§ LISTED ENTRIES
▽
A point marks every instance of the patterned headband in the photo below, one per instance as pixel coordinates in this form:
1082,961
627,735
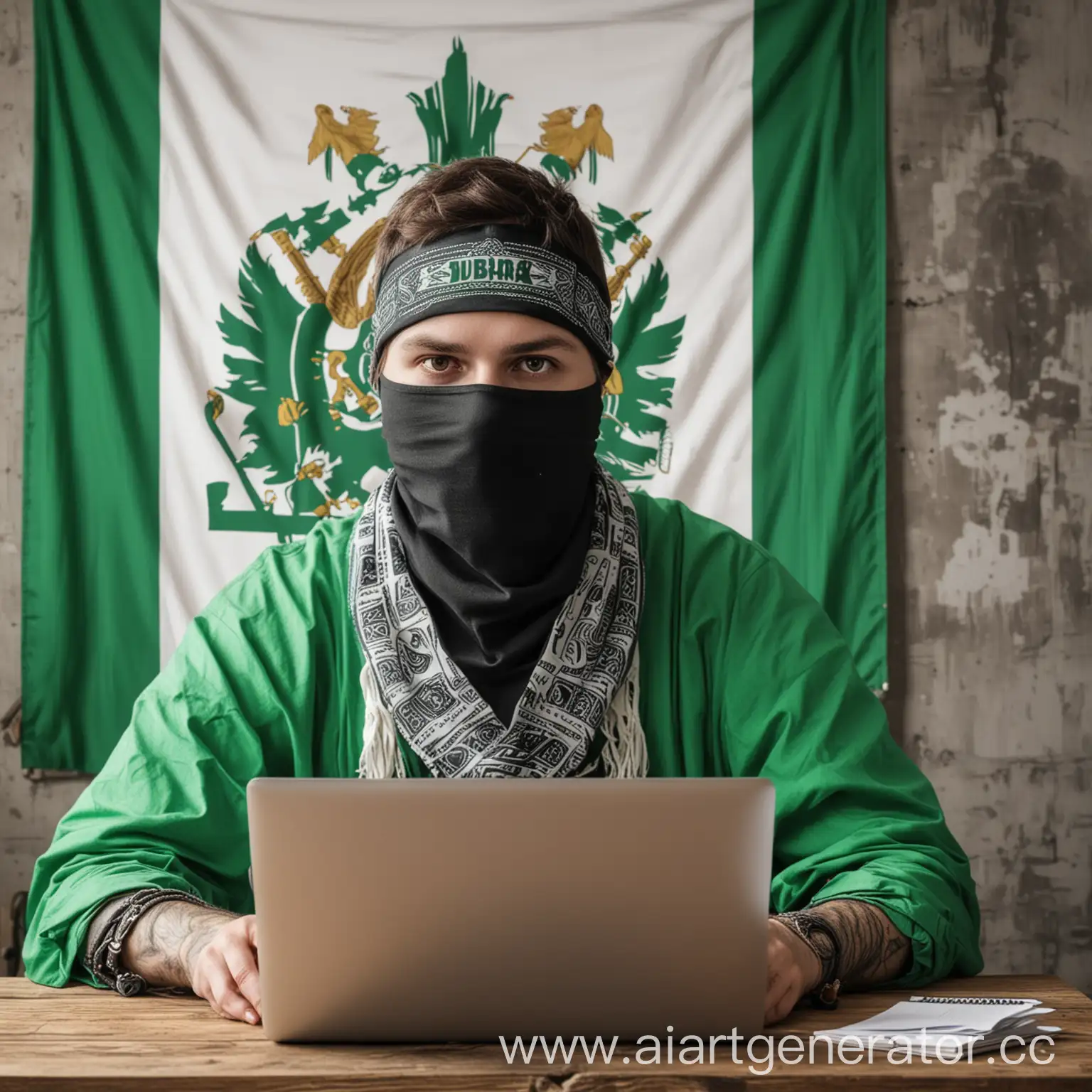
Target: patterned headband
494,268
△
▽
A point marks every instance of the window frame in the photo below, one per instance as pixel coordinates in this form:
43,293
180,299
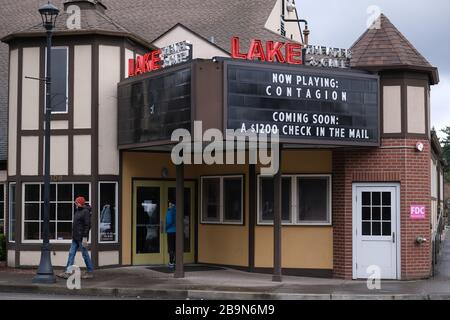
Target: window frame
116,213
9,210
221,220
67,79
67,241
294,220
△
▽
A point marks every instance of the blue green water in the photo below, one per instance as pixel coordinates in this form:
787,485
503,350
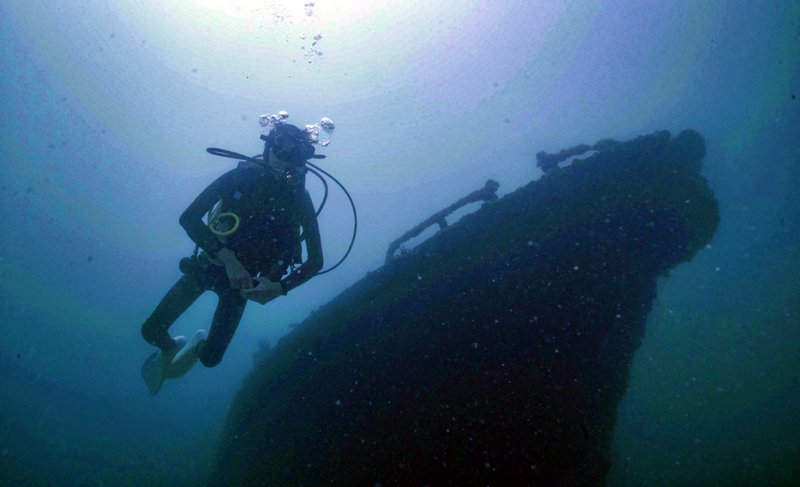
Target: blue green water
△
Please recast the lines above as a numbered list, from the line containing "A point marks every instance of the blue" down through the line containing "Target: blue green water", both included and with blank lines dropped. Leave the pictures out of your answer.

1. A point marks every instance of the blue green water in the photo below, one per instance as pixel coordinates in this form:
2. 787,485
3. 503,350
4. Target: blue green water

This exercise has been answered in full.